"""

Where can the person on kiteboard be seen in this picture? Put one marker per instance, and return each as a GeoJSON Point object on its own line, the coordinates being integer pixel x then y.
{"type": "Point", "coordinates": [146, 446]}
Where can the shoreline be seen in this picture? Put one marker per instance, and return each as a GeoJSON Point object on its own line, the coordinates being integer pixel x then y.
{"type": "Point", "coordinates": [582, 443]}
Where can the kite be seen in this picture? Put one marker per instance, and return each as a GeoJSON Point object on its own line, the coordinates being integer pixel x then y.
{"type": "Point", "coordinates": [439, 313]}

"""

* Assigned task: From the preceding material, extract every line exactly.

* Exercise result:
Where can the person on kiteboard be seen in this picture? Put one marker per instance, and return each as a GeoJSON Point object on its own line, the coordinates being integer pixel x then y.
{"type": "Point", "coordinates": [146, 446]}
Where can the shoreline be seen in this picture? Put one marker per instance, and return each as a GeoJSON Point object on its own line, the coordinates being integer pixel x then y.
{"type": "Point", "coordinates": [582, 443]}
Where can the kite be seen in this picture? Put one marker per instance, and return each as a GeoJSON Point object on its own line, the coordinates being integer pixel x then y.
{"type": "Point", "coordinates": [439, 313]}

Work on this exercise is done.